## 課題の文章
幸福の七ヵ条
(幸福観察学会は)水木サンが何十年にもわたって世界中の幸福な人、不幸な人を観察してきた体験から見つけ出した、幸せになるための知恵を世に広めることを目的としています。
そうです。それが次に紹介する「幸福の七ヵ条」であります。
幸福の七ヵ条
第一条:成功や栄誉や勝ち負けを目的に、ことを行ってはいけない
第二条:しないではいられないことをし続けなさい
第三条:他人との比較ではない、あくまで自分の楽しさを追求すべし
第四条:好きの力を信じる
第五条:才能と収入は別、努力は人を裏切ると心得よ
第六条:怠け者になりなさい
第七条:目に見えない世界を信じる
さて、この七ヵ条を一つひとつ、語ることにしましょうか。
第一条 成功や栄誉や勝ち負けを目的に、ことを行ってはいけない
古今東西の「あの世」のことを調べていて、気づいたことがあります。
地獄の様子は場所とか民族とかによってさまざまに異なっていて、それぞれ迫力と現実感に満ちているのに対して、天国の方は世界中ほとんど同じです。
実に単純なんです――美しい川が流れ、薄物をまとった美女がいて、おいしそうな食べ物があふれている。
環境が悪くなったのに目をつぶれば、まさに、長い不況で暗く沈んだ今の日本こそ、天国ではありませんか!
それなのに現代の人たちは、悲壮な顔をしてあくせく働いています。
まるで日本全体に貧乏神が取りついたようなあんばいです(笑)。
一生懸命がんばっても、報われない人たちが多いのでしょうネ。
そういう悲壮な顔をした人たちは、成功や栄誉や勝ち負けにこだわって、仕事でも趣味でも恋愛でも、熱中することを忘れてしまったんじゃないのでしょうか。
好きなことに没頭する、そのこと自体が幸せなはずなのに・・・。
もちろん、成功するにこしたことはないのですが、成功できるかどうかは時の運です。
思い起こせば、水木サンのベビイのころの教育は、「成功者こそ幸せ」という感じでした。
今でもそうかもしれませんネ。
出世して有名になって栄誉を得て、人生の勝利者になるのが一番いいこと、といった具合です。
戦争の影響で世の中が勇ましかったから、よけいそうなったのかもしれません。
でも、水木サンは納得できませんでした。
冒頭にも書きましたが、水木サンが漫画で食えるようになったのは四十歳を越えてからです。
ベビイのころからあこがれていた絵で食う暮らしにたどり着き、命の次に大事な眠りすら削って、うんと頭をしぼって、漫画にかじりついてきました。
つい先ごろ、勲章をもらいましたが、だからといって成功したとも、栄耀栄華をきわめたとも、勝ったとも思いません。
でも、満足しているのです。
不幸な顔をした人たちは、「成功しなかったら、人生はおしまい」と決め込んでいるのかもしれません。
成功しなくてもいいのです。
全身全霊で打ち込めることを探しましょう。
第二条 しないではいられないことをし続けなさい
さて、打ち込めることを真剣に探そうとするマジメな人たちには、案外それが見つからないものです。
実は、見つけるにはコツがあるのです。
簡単なことですヨ。
好奇心を大事にしましょう。

## 取り組む課題
1) 「幸福の七ヵ条」の文章によると、水木サンが漫画で食えるようになったのは何歳を越えてからですか。
2) 「幸福の七ヵ条」の文章を、最後の文の後から書き継いでください。

## 抽出した行

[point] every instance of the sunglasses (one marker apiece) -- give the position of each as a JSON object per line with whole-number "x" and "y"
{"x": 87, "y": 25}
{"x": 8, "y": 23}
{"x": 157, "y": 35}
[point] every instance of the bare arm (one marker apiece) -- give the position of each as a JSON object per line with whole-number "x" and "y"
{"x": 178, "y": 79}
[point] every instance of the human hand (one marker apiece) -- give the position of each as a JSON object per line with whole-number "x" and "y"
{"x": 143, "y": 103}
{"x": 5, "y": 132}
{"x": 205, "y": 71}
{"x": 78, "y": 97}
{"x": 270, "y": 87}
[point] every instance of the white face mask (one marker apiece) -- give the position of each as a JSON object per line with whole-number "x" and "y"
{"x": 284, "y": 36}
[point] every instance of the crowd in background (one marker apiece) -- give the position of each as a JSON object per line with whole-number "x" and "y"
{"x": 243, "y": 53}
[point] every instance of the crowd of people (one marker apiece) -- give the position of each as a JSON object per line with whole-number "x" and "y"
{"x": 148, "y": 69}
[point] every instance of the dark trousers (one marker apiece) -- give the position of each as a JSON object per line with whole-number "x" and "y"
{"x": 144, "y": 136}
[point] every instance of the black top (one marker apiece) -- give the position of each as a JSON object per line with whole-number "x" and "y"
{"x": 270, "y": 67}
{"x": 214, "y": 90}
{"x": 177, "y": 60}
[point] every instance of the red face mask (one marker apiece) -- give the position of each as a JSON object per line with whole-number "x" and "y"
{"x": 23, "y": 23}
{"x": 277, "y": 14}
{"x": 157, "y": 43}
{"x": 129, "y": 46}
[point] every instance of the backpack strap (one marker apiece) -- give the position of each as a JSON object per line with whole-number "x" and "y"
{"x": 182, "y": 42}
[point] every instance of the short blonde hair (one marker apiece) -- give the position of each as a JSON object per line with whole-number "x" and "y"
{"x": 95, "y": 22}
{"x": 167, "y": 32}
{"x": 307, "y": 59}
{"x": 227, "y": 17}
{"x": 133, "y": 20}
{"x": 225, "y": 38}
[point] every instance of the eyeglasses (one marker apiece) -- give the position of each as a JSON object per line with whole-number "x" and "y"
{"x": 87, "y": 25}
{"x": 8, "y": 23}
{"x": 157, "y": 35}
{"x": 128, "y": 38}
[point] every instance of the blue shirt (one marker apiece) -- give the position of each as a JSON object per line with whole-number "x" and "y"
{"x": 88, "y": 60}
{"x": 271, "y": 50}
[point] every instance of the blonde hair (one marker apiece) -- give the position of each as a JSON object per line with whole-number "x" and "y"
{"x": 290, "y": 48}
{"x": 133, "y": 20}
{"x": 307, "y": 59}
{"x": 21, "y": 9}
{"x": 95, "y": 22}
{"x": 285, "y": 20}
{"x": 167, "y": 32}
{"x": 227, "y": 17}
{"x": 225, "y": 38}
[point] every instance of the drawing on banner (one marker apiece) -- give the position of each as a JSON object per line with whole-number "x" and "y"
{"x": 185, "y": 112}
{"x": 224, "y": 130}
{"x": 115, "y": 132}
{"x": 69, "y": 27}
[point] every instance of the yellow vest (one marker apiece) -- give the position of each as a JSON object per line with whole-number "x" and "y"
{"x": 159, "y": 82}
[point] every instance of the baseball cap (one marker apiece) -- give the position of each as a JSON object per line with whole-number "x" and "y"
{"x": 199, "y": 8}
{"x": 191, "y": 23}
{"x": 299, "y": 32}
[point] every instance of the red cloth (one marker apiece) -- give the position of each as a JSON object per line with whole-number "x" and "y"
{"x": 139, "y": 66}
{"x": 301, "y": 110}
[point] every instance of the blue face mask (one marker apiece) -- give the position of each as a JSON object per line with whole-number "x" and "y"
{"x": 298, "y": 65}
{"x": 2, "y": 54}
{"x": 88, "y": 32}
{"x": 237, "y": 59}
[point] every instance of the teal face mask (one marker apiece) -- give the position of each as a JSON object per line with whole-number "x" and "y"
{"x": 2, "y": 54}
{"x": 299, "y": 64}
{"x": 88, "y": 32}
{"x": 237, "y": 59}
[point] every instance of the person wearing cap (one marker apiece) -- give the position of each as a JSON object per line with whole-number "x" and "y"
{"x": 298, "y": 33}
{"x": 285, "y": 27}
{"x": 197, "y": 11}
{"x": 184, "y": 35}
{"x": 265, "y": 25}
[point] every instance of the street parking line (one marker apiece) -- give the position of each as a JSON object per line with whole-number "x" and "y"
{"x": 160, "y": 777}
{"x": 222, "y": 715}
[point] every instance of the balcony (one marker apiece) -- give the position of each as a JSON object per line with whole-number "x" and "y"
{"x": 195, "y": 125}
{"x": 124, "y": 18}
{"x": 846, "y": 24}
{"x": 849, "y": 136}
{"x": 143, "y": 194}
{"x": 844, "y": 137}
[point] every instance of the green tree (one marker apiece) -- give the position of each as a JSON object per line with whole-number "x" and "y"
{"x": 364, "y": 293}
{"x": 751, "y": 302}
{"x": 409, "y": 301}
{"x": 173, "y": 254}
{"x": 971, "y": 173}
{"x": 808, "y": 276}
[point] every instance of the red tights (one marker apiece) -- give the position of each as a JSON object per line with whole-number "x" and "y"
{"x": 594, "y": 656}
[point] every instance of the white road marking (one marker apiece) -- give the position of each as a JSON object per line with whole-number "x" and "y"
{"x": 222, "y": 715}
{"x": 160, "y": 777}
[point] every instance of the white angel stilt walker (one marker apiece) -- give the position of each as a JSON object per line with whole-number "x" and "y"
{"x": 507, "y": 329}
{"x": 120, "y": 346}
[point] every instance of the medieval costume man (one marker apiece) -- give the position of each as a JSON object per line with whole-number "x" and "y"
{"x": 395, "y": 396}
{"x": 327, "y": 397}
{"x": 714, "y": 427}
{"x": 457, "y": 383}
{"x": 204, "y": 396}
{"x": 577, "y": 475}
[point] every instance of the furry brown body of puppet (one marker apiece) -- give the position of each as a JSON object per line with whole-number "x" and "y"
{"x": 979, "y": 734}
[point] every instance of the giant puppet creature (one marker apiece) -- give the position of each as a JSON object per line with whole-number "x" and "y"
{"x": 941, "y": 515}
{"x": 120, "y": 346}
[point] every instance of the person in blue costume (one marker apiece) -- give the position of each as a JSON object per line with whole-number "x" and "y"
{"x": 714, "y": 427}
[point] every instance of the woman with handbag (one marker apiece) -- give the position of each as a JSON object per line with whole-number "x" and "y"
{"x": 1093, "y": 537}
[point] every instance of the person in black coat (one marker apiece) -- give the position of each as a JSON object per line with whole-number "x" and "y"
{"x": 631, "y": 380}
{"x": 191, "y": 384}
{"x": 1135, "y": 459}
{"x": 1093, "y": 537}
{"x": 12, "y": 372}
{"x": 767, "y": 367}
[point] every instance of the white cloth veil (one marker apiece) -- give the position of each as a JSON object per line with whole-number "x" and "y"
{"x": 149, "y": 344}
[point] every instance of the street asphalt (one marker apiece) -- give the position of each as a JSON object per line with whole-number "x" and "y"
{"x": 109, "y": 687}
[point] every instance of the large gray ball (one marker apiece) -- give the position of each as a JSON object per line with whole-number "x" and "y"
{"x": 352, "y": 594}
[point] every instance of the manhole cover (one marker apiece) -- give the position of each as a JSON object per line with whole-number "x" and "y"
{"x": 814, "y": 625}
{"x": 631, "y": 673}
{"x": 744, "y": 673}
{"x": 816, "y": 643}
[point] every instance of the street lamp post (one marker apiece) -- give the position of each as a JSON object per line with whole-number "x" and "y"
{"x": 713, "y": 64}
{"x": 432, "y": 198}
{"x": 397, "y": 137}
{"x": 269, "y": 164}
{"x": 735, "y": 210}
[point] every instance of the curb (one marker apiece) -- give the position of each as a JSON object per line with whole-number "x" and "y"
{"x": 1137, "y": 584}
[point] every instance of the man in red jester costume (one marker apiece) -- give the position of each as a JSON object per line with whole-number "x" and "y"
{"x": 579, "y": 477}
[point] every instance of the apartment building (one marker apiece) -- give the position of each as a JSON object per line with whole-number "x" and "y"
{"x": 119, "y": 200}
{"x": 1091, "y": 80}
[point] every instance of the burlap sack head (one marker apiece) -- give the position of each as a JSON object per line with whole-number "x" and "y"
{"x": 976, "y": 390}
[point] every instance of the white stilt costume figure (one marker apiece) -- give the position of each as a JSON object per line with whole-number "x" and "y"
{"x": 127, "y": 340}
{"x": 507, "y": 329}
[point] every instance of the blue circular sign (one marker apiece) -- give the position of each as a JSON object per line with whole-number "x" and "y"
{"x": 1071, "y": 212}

## 想定される解答
1) 四十歳を越えてからです。

2)
好奇心がわき起こったら、とことん熱中してみる。
これが近道であります。
そうすると、「しないではいられないこと」が姿を現してきます。
それでも、姿を現さないなら、ベビイのころを思い出してみましょう。
無我夢中で遊びや趣味に没頭したころを思い浮かべてみるのです。
水木サンがベビイのころ打ち込んだ趣味の数々(何と、今も飽きずに続けていることも多いのです)は、この後の「私の履歴書」にくわしく書きました。
もろ手を挙げて幸福だったのが子どものころです。
自らの好むことだけに脇目もふらずに邁進していたからです(笑)。
遊びやイタズラに明け暮れ、質素だけれどもうまい母の手料理をぱくぱく食べて満腹して、兄と弟と三人で雑魚寝して眠る。
あるいは昼寝から覚め、キセルに詰まったヤニを掃除する羅宇(らう)屋が鳴らす「ぺー」という汽笛の音色を聞きながら、何をして愉快にすごそうかと頭をひねった日々。
水木サンの幸福の原点です。
ベビイのころは誰もが、好きなことに没頭して生きていたはずです。
そうです、人間は好きなこと、すなわち「しないではいられないこと」をするために生まれてきたのです。
初心に返って、仕事にあらためて喜びを見出すのもいいし、ずっとやりたかったのに我慢していた趣味をやってみるのもいいでしょう。
第三条 他人との比較ではない、あくまで自分の楽しさを追求すベし
我を忘れて没頭できること、ホンキで夢中になれることは、どんなにアホなことでもいいのです。
周囲の目や評判を気にして「世間のルール」に合わせようなどとしてはいけません。
世間の常識から外れたことをすると、つらい目に遭ったり、恥ずかしい思いをすることもあるでしょう。
それは甘んじて受ける。
忍耐もする。
あなたは好きなことをやっているのですから。それが楽しければ、世間との食い違いが起きても慌てず騒がず、ひたすら自分の道を進めばいいのです。
他人の思惑などに振り回されず、自分のやりたいように生きる。
外の世界にいちいち対応せず、自分の世界の流儀でやればいい。
まあ、ある意味で、虫の世界観と同じです。
人間の場合、これをトコトンまでやっていくと、「奇人」とか「変人」と呼ばれることになります。
ある人が、「水木サンは奇人変人のタイカ(大家)だ」と言ってくれましたが、
実際、水木サンが長年にわたって古今東西の奇人変人を研究した結果、
彼らには幸福な人が多いことが分かりました。
水木サンは「奇人は貴人」だと考えています。
そして、漫画にも大勢の奇人変人を描いています。
こうした人たちには、好奇心の塊のような、我が道を狂信的なまでに追求している人が多い。
つまり、誰が何と言おうと、強い気持ちで、わがままに自分の楽しみを追い求めているのです。
だから幸せなのです。
さあ、あなたも、奇人変人になりましょう。ワッハツハ。
第四条 好きの力を信じる
水木サンの職業である漫画家は、売れなければ終わりの冷酷な世界です。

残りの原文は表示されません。